▶ What the task requires
Return the listing word for word, as given.
══ Input data ══
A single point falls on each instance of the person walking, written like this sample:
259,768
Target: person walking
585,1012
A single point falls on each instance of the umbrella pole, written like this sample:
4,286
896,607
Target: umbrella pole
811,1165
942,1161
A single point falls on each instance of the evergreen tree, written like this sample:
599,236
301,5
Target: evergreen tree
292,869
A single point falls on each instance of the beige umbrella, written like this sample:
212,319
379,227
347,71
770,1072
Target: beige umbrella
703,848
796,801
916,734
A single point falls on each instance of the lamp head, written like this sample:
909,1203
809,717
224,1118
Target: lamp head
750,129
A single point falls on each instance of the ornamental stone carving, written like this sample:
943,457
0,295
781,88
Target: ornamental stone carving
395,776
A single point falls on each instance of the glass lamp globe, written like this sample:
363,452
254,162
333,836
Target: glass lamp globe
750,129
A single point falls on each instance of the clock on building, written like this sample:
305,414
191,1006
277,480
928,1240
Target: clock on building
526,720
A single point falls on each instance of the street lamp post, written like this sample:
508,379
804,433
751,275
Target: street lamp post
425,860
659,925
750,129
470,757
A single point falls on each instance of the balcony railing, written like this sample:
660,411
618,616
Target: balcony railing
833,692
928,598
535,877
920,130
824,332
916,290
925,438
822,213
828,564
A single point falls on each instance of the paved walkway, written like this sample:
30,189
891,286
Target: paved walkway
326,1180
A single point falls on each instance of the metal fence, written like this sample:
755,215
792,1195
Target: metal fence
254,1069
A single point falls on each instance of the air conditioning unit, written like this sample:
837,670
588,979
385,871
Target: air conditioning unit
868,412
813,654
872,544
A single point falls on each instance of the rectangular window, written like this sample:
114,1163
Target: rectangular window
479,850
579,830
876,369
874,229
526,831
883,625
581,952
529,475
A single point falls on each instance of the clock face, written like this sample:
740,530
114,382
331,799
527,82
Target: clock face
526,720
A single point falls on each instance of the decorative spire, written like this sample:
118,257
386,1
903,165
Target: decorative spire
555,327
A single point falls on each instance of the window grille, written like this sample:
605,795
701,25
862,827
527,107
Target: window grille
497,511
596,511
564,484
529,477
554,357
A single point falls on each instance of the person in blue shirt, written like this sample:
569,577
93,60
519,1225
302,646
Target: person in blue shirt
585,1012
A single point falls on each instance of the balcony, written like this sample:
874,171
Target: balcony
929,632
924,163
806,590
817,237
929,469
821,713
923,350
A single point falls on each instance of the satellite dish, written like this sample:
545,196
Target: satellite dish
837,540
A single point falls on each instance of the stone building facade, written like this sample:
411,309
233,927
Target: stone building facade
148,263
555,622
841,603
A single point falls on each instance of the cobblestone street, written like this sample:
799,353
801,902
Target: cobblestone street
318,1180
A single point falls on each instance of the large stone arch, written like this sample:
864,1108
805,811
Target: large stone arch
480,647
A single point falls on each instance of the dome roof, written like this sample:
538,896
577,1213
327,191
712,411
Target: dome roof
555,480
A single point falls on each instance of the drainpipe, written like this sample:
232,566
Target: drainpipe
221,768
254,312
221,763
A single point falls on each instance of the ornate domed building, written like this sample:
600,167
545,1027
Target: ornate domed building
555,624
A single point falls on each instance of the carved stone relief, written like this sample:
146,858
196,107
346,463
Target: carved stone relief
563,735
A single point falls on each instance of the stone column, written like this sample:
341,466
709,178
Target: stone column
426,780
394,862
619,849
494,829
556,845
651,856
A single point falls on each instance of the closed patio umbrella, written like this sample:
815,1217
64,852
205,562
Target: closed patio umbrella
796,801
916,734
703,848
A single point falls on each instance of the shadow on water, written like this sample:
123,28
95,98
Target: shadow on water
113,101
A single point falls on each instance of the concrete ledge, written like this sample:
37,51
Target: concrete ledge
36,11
═══
▶ Task result
A single point falls on each instance of the person walking, written like this sample:
259,768
Target: person walking
585,1012
A single point falls on each instance of the umbrella pole, written like this sample:
4,286
896,607
Target: umbrella pole
811,1165
942,1161
A single point falls on each instance of the evergreen tree, written like this sample:
599,236
301,5
Target: evergreen tree
292,869
A single point falls on each instance of the beige umbrella, written like this sample:
212,319
379,227
347,71
770,1072
Target: beige umbrella
703,848
796,801
916,734
A single point falls on each instance of the lamp head, written like this sample:
909,1203
809,717
224,1118
Target: lamp head
750,129
A single point falls on each instance of the ornamental stone carving, written like this sample:
943,457
0,295
781,88
Target: ornamental stone carving
395,776
A single point falls on each instance of the glass lamp globe, written like this sample:
363,452
254,162
333,836
Target: glass lamp globe
750,129
A single point falls on each instance of the clock on building, written like this sample:
305,414
191,1006
277,480
928,1240
Target: clock on building
526,720
A single point falls on each instance of the street lamp post, written like this sample:
508,379
804,433
751,275
Target: street lamp post
425,860
659,925
750,129
470,757
A single point falls on each instance of the balcony railing, written like this sample:
660,411
618,616
Target: balcony railing
833,692
928,598
535,877
920,130
824,332
916,290
925,438
822,213
828,564
A single point falls on each instance of the paved walkway, written like this sample:
30,189
891,286
Target: paved walkway
326,1180
A single point falls on each instance of the metal fence, written like this sample:
755,215
792,1195
Target: metal fence
254,1069
A single point falls on each instance of the air conditioning unit, written like this sample:
837,670
588,979
385,871
Target: air conditioning unit
868,412
813,654
872,544
A single point falls on each instance of the rectangular window, written like this sample:
114,1163
Target: rectangular window
479,850
579,830
876,369
874,229
526,831
883,625
581,952
529,475
A single point falls on each instance of the clock face, written like this sample:
740,530
114,382
331,799
527,82
Target: clock face
526,720
A single point falls on each instance of the decorative spire, written like this sample:
118,257
386,1
903,165
Target: decorative spire
555,327
A single point falls on each instance of the window grille, written like this sample:
605,795
701,25
862,827
527,107
Target: window grille
497,511
596,511
564,484
529,477
554,357
A single point falls on each instance of the person in blue shirt, written like this sample:
569,577
93,60
519,1225
302,646
Target: person in blue shirt
585,1012
A single point falls on each instance of the balcony, written like this sample:
874,171
Target: balcony
929,632
924,163
806,590
817,237
929,469
821,713
923,350
A single point falls on each instance of the satellite dish, written like this sample:
545,196
Target: satellite dish
837,540
A single point falls on each instance of the stone building facade, written like this sample:
411,309
233,927
Target: stone building facade
148,263
555,622
841,603
A single point falls on each instance of the cobblestone street, written like this sample:
799,353
801,902
Target: cobblestone street
318,1180
A single point falls on each instance of the large stone arch, written like this sample:
864,1108
805,811
Target: large stone arch
480,647
A single point falls on each instance of the dome roof, written like this sample:
538,896
577,1213
327,191
712,411
Target: dome roof
555,480
A single point falls on each instance of the drainpipe, written like this sample:
232,566
Target: drainpipe
221,768
254,312
221,763
A single point falls on each instance of the ornate domed building, written like this sample:
600,167
545,1027
Target: ornate domed building
555,624
A single point falls on each instance of the carved stone relief, written like this sample:
146,858
196,107
346,463
Target: carved stone relief
563,735
A single point falls on each instance of the stone column, written like this sample:
341,466
709,178
Target: stone column
426,780
394,862
619,849
494,829
556,845
651,856
A single point falls on each instance of the closed patio umbrella, written like this sample:
815,1217
64,852
205,562
Target: closed patio umbrella
796,801
916,734
703,848
A single point falls on each instance of the shadow on water, written like this sample:
123,28
95,98
Target: shadow on water
113,101
A single point falls on each instance of the concrete ledge, written like this sample:
37,51
Target: concrete ledge
36,11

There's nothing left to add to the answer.